Problem to solve>
Return all of the data below unchanged, line for line.

The records>
· · · ·
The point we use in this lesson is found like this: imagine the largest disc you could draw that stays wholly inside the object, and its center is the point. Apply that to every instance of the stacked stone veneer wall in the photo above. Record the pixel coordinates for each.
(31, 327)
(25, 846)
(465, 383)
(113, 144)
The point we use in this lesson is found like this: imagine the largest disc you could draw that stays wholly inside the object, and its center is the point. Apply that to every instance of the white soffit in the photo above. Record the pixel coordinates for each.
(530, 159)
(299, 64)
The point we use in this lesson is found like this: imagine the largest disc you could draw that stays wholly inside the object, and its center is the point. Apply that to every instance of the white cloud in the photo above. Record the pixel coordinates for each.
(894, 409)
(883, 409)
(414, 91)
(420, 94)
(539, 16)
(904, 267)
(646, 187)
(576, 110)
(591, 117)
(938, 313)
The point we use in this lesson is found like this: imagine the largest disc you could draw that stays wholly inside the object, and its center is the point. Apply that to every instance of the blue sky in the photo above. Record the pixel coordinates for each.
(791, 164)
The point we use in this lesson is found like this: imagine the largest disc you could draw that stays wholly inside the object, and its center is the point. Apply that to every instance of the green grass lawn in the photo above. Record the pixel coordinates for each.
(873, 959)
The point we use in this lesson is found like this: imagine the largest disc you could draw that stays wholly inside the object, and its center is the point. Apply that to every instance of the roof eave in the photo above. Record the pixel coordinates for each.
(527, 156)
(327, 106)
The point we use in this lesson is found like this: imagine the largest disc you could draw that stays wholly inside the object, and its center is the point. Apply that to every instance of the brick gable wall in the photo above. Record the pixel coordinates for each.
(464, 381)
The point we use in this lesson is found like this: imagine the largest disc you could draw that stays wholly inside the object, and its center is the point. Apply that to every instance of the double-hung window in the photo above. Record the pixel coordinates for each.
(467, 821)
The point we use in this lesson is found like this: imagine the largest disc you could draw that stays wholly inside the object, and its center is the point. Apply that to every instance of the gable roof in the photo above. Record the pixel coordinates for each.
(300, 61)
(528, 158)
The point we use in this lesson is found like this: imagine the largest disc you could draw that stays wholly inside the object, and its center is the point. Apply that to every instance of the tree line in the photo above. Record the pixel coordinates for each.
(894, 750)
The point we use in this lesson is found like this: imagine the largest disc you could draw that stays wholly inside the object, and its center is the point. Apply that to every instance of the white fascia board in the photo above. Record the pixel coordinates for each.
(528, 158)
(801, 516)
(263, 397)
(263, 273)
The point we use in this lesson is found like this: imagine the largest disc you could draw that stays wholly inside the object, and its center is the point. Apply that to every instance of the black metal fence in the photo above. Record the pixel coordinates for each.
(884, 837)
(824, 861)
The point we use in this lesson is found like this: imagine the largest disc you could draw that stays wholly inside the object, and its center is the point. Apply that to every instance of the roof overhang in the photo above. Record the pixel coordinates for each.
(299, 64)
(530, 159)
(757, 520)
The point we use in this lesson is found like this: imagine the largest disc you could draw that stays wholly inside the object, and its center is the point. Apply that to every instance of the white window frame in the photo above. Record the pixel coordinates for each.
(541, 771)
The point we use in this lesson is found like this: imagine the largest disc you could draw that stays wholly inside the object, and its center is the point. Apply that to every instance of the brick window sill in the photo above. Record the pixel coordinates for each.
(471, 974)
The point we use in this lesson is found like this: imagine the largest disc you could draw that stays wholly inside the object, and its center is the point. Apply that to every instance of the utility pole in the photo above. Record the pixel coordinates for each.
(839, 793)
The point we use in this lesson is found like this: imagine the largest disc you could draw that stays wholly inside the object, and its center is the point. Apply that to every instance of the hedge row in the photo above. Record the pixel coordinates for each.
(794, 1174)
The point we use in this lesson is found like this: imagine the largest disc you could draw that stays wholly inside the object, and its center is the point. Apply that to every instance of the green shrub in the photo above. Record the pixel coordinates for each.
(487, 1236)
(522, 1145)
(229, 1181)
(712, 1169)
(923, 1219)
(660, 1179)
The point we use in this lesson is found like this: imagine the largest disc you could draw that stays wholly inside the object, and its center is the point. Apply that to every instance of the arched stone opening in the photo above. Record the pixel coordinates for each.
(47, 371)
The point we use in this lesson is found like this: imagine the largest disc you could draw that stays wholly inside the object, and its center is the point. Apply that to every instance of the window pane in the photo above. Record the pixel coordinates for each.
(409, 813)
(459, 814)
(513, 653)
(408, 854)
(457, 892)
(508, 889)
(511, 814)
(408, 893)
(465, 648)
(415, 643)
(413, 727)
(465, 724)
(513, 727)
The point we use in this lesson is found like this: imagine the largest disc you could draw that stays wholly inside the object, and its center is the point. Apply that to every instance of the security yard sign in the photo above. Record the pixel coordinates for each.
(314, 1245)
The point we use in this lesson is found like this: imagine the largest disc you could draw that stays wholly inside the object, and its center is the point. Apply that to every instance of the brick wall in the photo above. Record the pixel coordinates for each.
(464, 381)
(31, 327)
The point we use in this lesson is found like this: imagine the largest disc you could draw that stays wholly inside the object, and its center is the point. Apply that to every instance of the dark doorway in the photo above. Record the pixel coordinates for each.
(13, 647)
· · · ·
Task result>
The point we use in this lesson is found like this: imagine the largest disc you could draw that stays wholly inside the object, and its center is the point. Apply that to every instance of the stacked stone veneer wall in the photo above. Record the pixel coordinates for each.
(31, 327)
(25, 846)
(465, 383)
(113, 144)
The point we use in this lesson is found like this: imagine the largest disc you could draw that stays wholly inside the object, and its center is the point. Apply that to every instance of the white soffit in the photo above. Record the pixel coordinates for each.
(530, 159)
(299, 64)
The point we use in this lesson is found like this: imagine the largest disc you could draw that stays wholly inside the object, and its center is the point. Apply that to every instance of the white cloud in the photo above. Record the pixel coordinates for each.
(894, 409)
(883, 409)
(414, 91)
(420, 94)
(539, 16)
(904, 267)
(646, 187)
(576, 110)
(591, 117)
(938, 313)
The point we use in this lesson is found like this: imagine the largest disc you could draw that stays wholly inside the object, and its center is the point. Apply that to every instance of the blue sky in the photo above. Record the pixel coordinates for each.
(791, 164)
The point we use in this lesson is found like this: imagine the largest disc you could draw that stays wholly inside the object, and its center is the point. Apply that to every instance of the green grass lawn in the photo above. Record the pixel coordinates for each.
(873, 959)
The point we use in this lesson is found like this: imagine the largest disc you could draw that stays wholly inside the object, and its center is the point. Apply that to every instance of the roof eave in the photo above. Record the pixel coordinates for each.
(527, 156)
(327, 106)
The point we use in this lesson is found like this: imagine the largest disc you could draw that stays wholly inside the object, and its center is the point. Apply that to every instance of the brick gable wall in the photo above. Record the pixel coordinates for each.
(464, 381)
The point we use in this lesson is found like this: imagine the largest disc you could draw that stays wholly inside the object, and its center is the point. Apply that to every instance of the double-hung window in the photo above. Record the pixel coordinates for each.
(467, 821)
The point we use in this lesson is found like this: imagine the largest disc you could draw that stays wholly inside the object, and its center is the point. Apply that to every instance of the gable roof in the photo above. Record the pixel coordinates for each.
(300, 61)
(528, 158)
The point we use in this lesson is found like this: imagine the largest disc you could draw that stays wholly inside the object, and its center is the point. Apply that to every instance of the tree line in the photo above. Record the pixel coordinates for each.
(894, 750)
The point we use in this lesson is found like this: imagine the largest disc you could draw that stays wholly inside the object, and its center is the point. Apply that to every instance of the white fascia board in the photo above. Record the pixel coordinates for each.
(528, 158)
(801, 516)
(263, 397)
(263, 273)
The point we use in this lesson is found like this: imagine the largest disc you could draw that stays wholly inside the object, and its center is the point. Apply that to every instance of the black metal fence in the photo above. Record the pixel coordinates for each.
(884, 837)
(824, 861)
The point we use in this lesson is found like this: imagine the largest disc you could draw that stays wholly inside the object, and its center is the point. Apply that to every instance of the roof overhang in the photo above. Record the pixel coordinates for each.
(299, 64)
(530, 159)
(757, 520)
The point we use in this lesson is found like this: imagine the largest disc you could draw that stays wholly inside the object, and its center is the point. Apply that to every instance of the white window frame in the photo above. Record the pixel coordinates for each.
(541, 771)
The point we use in this lesson is found like this: imagine the largest disc you could draw that stays wholly inside the object, and its center is the point. Apply that to every instance of the brick window sill in the photo above. Record the pixel coordinates for each.
(471, 974)
The point we use in this lesson is found like this: imagine the largest disc you could draw that stays wholly inside the object, and its center is the point. Apply that to every instance of the utility pole in the photo above. Record the pixel coordinates for each.
(839, 793)
The point we use in this lesson is found like this: imagine the largest disc you could draw that stays wholly inside the object, and its center is the point. Apply that to every instance of the hedge row in the photo above. Record the pixel coordinates for each.
(794, 1174)
The point we use in this lesson is found like this: imagine the largest disc you could draw that stays wholly inside the object, and its center is the point. Apply that to every instance of the green shrub in the photo above. Record the pixel coordinates for each.
(487, 1236)
(522, 1145)
(229, 1181)
(712, 1169)
(923, 1219)
(660, 1179)
The point we use in this lesson is found like this: imagine the largest disc you could draw that stays wholly inside the object, and its center is the point. Apply that to every instance of the arched stone opening in the photo above. Record the pixel coordinates for each.
(47, 371)
The point we use in this lesson is found like this: imagine the largest disc you could draw that stays wholly inside the object, and its center is the point. Apply that to every instance of the window pane in the photo above. Record the pixel coordinates for each.
(409, 813)
(459, 814)
(513, 653)
(408, 854)
(457, 892)
(508, 889)
(511, 814)
(408, 893)
(465, 648)
(415, 643)
(413, 727)
(465, 724)
(513, 727)
The point we use in this lesson is found like this: imagine the largest disc you could draw that stays wholly inside the object, and its center is the point. Apply that to every instance of the security yard sign in the photo above. Record the pixel coordinates for each.
(314, 1245)
The point we use in this lesson is found like this: imagine the largest disc you could draw that stays wholly inside the object, and its center is the point. Apply that to every instance of the brick wall in the photo above. Record the pixel coordinates for each.
(464, 381)
(31, 327)
The point we use in this lesson is found like this: imagine the largest disc you could draw that stays wholly inside the object, and its center is the point. Apply that to every instance of the dark doorway in the photo above. Record the pixel coordinates for each.
(13, 647)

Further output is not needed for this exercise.